** START Dataset rows **

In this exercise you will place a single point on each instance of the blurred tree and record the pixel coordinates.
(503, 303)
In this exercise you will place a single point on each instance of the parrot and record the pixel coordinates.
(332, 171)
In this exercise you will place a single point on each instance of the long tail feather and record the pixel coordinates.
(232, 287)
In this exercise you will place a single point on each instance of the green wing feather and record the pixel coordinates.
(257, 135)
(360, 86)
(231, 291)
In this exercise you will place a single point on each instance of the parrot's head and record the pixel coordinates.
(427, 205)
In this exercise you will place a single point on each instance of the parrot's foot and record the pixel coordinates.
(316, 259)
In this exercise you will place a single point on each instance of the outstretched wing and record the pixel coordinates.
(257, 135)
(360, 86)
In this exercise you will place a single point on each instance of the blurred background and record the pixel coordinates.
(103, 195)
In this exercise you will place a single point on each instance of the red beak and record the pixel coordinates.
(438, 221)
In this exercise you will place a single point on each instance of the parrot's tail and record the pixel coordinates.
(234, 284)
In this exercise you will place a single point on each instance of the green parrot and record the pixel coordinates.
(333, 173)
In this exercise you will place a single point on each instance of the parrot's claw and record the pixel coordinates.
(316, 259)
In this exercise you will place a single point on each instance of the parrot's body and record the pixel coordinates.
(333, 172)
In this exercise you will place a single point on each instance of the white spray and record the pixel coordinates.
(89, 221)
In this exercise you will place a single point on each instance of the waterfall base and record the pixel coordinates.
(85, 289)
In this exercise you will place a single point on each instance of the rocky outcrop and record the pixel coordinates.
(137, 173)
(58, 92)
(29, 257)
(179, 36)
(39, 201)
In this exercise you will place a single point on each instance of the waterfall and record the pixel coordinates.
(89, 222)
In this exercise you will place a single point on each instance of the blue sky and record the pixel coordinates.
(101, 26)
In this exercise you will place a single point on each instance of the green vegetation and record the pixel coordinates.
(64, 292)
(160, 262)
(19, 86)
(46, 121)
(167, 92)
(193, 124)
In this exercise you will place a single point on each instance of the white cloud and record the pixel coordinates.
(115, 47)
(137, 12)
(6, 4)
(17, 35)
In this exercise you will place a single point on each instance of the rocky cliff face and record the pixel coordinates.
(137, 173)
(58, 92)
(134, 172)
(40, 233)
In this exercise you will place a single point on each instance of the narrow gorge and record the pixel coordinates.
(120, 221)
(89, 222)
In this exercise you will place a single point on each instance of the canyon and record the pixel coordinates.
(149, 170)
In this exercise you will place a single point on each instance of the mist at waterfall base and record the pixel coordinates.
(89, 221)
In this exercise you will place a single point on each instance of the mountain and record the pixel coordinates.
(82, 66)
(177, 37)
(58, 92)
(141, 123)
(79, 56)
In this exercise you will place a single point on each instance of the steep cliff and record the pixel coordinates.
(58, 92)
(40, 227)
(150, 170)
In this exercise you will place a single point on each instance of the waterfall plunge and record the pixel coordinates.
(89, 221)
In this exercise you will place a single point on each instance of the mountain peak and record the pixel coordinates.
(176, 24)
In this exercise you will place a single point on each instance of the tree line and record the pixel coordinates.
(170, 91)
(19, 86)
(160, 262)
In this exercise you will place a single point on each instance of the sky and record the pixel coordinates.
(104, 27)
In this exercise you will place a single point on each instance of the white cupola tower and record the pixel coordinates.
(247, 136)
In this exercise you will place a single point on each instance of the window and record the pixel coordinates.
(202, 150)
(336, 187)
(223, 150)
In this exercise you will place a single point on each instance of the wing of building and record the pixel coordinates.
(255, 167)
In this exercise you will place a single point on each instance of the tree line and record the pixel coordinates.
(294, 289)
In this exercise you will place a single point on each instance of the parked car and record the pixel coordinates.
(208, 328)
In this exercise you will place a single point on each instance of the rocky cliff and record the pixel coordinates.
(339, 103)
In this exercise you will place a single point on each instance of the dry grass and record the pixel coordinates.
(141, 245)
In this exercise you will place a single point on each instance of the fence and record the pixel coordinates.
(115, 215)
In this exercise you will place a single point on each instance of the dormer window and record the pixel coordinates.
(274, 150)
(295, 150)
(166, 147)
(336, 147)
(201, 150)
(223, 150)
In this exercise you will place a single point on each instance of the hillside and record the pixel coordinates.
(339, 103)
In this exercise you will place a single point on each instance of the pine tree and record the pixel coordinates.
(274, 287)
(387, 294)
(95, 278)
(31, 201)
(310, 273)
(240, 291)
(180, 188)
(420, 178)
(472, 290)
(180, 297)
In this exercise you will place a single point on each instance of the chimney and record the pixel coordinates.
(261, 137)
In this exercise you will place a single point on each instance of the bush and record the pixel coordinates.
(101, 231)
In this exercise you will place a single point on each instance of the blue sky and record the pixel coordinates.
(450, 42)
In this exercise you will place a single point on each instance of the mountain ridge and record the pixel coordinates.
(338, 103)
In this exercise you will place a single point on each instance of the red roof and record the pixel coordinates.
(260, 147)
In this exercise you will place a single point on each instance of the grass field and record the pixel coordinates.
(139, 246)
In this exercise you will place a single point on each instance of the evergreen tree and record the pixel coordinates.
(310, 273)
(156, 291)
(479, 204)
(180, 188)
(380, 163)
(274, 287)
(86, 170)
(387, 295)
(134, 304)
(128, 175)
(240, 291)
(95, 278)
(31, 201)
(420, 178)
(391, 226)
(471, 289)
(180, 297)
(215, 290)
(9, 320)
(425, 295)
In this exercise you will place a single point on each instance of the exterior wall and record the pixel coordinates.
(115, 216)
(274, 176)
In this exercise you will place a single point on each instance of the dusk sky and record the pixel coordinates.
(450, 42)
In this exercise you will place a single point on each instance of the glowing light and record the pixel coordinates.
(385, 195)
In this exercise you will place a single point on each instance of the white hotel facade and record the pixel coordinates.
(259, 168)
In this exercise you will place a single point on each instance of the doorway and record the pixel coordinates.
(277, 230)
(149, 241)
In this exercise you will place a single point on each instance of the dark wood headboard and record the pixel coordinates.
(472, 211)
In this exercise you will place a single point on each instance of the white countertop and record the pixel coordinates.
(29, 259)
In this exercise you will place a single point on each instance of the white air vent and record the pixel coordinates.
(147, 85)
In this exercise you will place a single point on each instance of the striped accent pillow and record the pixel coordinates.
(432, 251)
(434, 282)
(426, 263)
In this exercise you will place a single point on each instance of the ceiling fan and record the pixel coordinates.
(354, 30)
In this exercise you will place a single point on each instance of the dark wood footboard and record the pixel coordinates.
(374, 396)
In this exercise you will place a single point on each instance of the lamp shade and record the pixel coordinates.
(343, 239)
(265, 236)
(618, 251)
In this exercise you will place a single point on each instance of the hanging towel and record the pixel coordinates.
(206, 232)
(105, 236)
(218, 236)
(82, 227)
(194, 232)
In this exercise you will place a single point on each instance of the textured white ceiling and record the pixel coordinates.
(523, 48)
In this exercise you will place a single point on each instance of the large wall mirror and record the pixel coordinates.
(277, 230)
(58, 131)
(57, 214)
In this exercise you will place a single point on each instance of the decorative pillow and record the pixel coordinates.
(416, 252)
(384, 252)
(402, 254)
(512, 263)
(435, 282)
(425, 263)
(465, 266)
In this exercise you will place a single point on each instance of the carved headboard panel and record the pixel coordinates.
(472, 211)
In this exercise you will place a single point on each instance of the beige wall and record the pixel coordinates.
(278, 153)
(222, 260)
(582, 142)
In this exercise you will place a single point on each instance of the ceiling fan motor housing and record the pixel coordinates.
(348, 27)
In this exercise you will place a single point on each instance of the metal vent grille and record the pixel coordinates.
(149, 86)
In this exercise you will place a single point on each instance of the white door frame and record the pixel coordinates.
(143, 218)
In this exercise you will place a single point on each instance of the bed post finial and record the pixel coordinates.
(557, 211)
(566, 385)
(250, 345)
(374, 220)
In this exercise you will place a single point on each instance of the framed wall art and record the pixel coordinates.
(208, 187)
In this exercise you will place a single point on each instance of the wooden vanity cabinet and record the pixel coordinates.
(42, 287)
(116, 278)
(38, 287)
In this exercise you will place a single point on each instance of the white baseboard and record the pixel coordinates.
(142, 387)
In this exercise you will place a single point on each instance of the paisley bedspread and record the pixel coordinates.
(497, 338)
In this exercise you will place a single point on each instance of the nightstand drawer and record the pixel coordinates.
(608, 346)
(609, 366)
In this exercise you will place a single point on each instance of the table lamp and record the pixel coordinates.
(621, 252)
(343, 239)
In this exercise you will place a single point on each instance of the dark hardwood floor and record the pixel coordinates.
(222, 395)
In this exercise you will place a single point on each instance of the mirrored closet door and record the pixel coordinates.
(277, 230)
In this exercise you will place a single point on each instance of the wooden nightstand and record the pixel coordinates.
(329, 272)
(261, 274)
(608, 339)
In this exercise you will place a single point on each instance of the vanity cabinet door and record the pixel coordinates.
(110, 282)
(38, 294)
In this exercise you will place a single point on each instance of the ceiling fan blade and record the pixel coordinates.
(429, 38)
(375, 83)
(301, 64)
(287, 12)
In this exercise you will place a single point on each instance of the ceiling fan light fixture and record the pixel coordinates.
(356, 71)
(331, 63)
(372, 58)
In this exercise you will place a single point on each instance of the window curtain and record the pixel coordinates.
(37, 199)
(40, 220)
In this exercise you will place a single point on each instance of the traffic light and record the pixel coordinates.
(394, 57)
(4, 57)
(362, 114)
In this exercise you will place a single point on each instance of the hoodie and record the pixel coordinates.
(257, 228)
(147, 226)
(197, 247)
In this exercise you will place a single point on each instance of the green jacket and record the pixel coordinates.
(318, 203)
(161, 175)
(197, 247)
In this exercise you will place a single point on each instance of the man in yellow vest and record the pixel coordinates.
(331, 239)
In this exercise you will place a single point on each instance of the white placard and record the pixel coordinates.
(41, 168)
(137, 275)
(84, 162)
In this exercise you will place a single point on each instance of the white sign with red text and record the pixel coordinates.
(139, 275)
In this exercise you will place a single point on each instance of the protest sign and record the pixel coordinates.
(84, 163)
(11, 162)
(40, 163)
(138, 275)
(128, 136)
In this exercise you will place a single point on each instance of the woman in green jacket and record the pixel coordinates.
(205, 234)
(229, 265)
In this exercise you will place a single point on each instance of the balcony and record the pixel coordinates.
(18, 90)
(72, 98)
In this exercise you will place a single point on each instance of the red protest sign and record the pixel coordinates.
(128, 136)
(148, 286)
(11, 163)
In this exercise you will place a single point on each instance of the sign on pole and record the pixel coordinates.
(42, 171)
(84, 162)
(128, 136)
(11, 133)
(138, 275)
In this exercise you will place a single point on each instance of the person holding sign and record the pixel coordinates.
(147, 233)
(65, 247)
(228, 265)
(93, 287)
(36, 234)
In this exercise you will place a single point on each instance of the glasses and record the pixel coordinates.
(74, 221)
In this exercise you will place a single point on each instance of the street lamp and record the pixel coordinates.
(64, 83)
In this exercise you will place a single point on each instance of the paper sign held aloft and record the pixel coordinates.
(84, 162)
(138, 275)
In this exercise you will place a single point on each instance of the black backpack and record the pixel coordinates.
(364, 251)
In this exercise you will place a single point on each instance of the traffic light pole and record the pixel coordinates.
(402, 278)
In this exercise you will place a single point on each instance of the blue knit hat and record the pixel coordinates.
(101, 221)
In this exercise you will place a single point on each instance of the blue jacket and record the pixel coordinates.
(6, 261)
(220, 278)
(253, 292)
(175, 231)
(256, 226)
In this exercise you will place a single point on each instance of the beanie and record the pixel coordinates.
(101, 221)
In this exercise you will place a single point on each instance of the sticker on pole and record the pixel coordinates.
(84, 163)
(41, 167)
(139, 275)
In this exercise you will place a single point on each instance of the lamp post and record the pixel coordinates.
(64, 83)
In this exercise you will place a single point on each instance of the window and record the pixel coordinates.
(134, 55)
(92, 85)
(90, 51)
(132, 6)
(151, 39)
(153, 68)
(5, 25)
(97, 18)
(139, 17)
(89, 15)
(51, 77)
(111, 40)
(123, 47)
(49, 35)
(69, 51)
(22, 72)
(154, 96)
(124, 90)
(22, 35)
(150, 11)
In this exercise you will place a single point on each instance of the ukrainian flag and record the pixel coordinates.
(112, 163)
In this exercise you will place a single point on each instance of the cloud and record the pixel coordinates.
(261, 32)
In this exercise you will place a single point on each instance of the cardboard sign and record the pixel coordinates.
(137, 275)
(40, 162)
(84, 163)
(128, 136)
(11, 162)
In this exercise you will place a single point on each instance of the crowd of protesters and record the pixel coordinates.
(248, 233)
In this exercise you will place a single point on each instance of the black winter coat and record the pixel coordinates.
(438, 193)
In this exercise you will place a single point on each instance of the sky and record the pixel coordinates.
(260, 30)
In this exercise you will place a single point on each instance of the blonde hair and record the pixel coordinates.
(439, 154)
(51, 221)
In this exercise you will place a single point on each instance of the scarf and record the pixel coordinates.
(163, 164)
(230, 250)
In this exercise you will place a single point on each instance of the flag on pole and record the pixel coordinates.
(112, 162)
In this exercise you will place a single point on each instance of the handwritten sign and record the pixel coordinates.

** END Dataset rows **

▸ **The task**
Could you output everything from the line containing "flag on pole and record the pixel coordinates." down to the last of the lines above as a JSON list of strings, one string per line, with blank lines omitted?

▸ **Answer for this exercise**
[
  "In this exercise you will place a single point on each instance of the flag on pole and record the pixel coordinates.",
  "(112, 162)",
  "In this exercise you will place a single point on each instance of the handwritten sign and record the pixel coordinates."
]